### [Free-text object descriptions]
##########

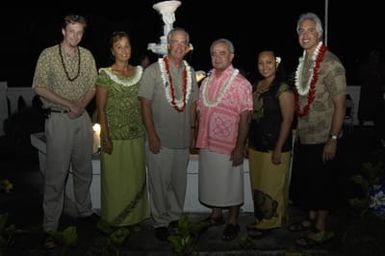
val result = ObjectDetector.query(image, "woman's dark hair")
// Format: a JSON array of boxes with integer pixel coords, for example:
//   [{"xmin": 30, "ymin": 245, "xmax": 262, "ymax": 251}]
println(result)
[
  {"xmin": 110, "ymin": 31, "xmax": 130, "ymax": 48},
  {"xmin": 254, "ymin": 50, "xmax": 288, "ymax": 93}
]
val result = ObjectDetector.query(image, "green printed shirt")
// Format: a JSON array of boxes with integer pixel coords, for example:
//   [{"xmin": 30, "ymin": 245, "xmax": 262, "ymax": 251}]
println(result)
[
  {"xmin": 297, "ymin": 50, "xmax": 347, "ymax": 144},
  {"xmin": 32, "ymin": 44, "xmax": 97, "ymax": 109}
]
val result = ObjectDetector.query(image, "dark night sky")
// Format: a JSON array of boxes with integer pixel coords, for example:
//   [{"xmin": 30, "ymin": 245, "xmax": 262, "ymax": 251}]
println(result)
[{"xmin": 0, "ymin": 1, "xmax": 383, "ymax": 86}]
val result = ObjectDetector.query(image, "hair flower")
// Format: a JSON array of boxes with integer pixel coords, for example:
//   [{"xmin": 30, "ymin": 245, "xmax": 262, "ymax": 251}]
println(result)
[{"xmin": 275, "ymin": 56, "xmax": 282, "ymax": 65}]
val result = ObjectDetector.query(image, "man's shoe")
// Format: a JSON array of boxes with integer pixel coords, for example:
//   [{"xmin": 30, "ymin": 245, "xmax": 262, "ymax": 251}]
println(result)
[
  {"xmin": 78, "ymin": 213, "xmax": 99, "ymax": 224},
  {"xmin": 169, "ymin": 220, "xmax": 179, "ymax": 229},
  {"xmin": 168, "ymin": 220, "xmax": 179, "ymax": 235},
  {"xmin": 222, "ymin": 223, "xmax": 240, "ymax": 241},
  {"xmin": 43, "ymin": 233, "xmax": 58, "ymax": 249},
  {"xmin": 155, "ymin": 226, "xmax": 169, "ymax": 241}
]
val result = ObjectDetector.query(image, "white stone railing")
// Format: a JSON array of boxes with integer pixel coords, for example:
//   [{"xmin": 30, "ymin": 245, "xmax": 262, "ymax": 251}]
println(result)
[
  {"xmin": 30, "ymin": 132, "xmax": 254, "ymax": 215},
  {"xmin": 0, "ymin": 81, "xmax": 36, "ymax": 136}
]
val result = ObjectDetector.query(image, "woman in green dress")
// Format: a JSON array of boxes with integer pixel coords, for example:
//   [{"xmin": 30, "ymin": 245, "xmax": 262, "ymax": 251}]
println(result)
[{"xmin": 96, "ymin": 31, "xmax": 149, "ymax": 228}]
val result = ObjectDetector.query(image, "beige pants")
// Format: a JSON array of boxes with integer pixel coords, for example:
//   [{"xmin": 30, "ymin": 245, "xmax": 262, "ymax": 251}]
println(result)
[
  {"xmin": 145, "ymin": 144, "xmax": 189, "ymax": 228},
  {"xmin": 43, "ymin": 112, "xmax": 94, "ymax": 232}
]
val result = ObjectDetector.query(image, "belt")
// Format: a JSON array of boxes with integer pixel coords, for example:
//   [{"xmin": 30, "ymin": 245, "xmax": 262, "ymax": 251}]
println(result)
[
  {"xmin": 43, "ymin": 108, "xmax": 69, "ymax": 114},
  {"xmin": 50, "ymin": 109, "xmax": 69, "ymax": 113}
]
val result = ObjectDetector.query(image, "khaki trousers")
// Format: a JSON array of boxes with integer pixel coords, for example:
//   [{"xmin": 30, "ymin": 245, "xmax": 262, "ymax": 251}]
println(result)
[
  {"xmin": 145, "ymin": 144, "xmax": 189, "ymax": 228},
  {"xmin": 43, "ymin": 112, "xmax": 93, "ymax": 232}
]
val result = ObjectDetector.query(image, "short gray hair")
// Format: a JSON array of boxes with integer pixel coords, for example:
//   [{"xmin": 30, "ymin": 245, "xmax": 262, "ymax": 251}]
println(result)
[
  {"xmin": 296, "ymin": 12, "xmax": 323, "ymax": 36},
  {"xmin": 167, "ymin": 27, "xmax": 190, "ymax": 44},
  {"xmin": 210, "ymin": 38, "xmax": 235, "ymax": 54}
]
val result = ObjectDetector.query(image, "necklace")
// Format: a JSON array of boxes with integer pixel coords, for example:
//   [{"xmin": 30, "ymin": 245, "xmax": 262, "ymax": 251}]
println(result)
[
  {"xmin": 158, "ymin": 57, "xmax": 192, "ymax": 112},
  {"xmin": 294, "ymin": 42, "xmax": 327, "ymax": 117},
  {"xmin": 201, "ymin": 68, "xmax": 239, "ymax": 107},
  {"xmin": 99, "ymin": 66, "xmax": 143, "ymax": 87},
  {"xmin": 59, "ymin": 44, "xmax": 81, "ymax": 82}
]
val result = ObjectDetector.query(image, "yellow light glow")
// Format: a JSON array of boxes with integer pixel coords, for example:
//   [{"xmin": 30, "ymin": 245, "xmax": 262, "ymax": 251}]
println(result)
[{"xmin": 92, "ymin": 123, "xmax": 101, "ymax": 153}]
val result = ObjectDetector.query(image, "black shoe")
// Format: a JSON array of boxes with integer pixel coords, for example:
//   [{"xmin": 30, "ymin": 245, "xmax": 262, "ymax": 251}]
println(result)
[
  {"xmin": 79, "ymin": 213, "xmax": 99, "ymax": 224},
  {"xmin": 168, "ymin": 220, "xmax": 179, "ymax": 235},
  {"xmin": 169, "ymin": 220, "xmax": 179, "ymax": 228},
  {"xmin": 43, "ymin": 233, "xmax": 58, "ymax": 249},
  {"xmin": 155, "ymin": 226, "xmax": 169, "ymax": 241},
  {"xmin": 222, "ymin": 223, "xmax": 240, "ymax": 241}
]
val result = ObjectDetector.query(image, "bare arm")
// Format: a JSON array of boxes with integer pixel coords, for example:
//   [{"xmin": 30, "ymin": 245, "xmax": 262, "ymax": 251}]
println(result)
[
  {"xmin": 323, "ymin": 93, "xmax": 346, "ymax": 162},
  {"xmin": 139, "ymin": 97, "xmax": 160, "ymax": 154},
  {"xmin": 231, "ymin": 110, "xmax": 251, "ymax": 166},
  {"xmin": 272, "ymin": 91, "xmax": 295, "ymax": 164},
  {"xmin": 96, "ymin": 87, "xmax": 112, "ymax": 154},
  {"xmin": 70, "ymin": 88, "xmax": 96, "ymax": 119},
  {"xmin": 34, "ymin": 87, "xmax": 73, "ymax": 110}
]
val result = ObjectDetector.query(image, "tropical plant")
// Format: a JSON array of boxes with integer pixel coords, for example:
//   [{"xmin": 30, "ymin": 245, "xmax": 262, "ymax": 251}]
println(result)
[
  {"xmin": 97, "ymin": 220, "xmax": 131, "ymax": 256},
  {"xmin": 0, "ymin": 179, "xmax": 13, "ymax": 193},
  {"xmin": 349, "ymin": 149, "xmax": 385, "ymax": 216},
  {"xmin": 46, "ymin": 226, "xmax": 78, "ymax": 255},
  {"xmin": 168, "ymin": 214, "xmax": 208, "ymax": 256},
  {"xmin": 0, "ymin": 213, "xmax": 27, "ymax": 255}
]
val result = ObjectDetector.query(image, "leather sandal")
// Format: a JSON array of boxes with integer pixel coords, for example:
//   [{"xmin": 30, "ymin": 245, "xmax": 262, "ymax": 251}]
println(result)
[
  {"xmin": 43, "ymin": 234, "xmax": 58, "ymax": 249},
  {"xmin": 296, "ymin": 230, "xmax": 334, "ymax": 247},
  {"xmin": 222, "ymin": 223, "xmax": 240, "ymax": 241}
]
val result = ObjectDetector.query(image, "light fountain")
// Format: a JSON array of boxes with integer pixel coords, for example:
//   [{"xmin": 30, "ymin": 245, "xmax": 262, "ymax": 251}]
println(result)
[{"xmin": 148, "ymin": 0, "xmax": 181, "ymax": 56}]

##########

Lines holding "dark": copy each one from the records above.

val result = ObjectDetector.query(image, "woman's dark hair")
val result = ObjectDetector.query(image, "dark night sky")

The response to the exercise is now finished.